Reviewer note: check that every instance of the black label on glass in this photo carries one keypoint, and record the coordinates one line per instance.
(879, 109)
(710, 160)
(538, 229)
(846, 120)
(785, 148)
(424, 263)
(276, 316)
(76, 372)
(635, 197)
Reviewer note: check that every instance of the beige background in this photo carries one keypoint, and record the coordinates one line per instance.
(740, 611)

┄┄┄┄┄┄┄┄┄┄

[Aim]: Reproduce verbatim the lines of the rows beginning at the line that contains "Reviewer note: check that every instance of the beige" and continuing through the last line of the rows, with both ends included.

[Answer in full]:
Reviewer note: check that every instance of the beige background in this photo carries one keypoint, and record the coordinates one line per instance.
(740, 611)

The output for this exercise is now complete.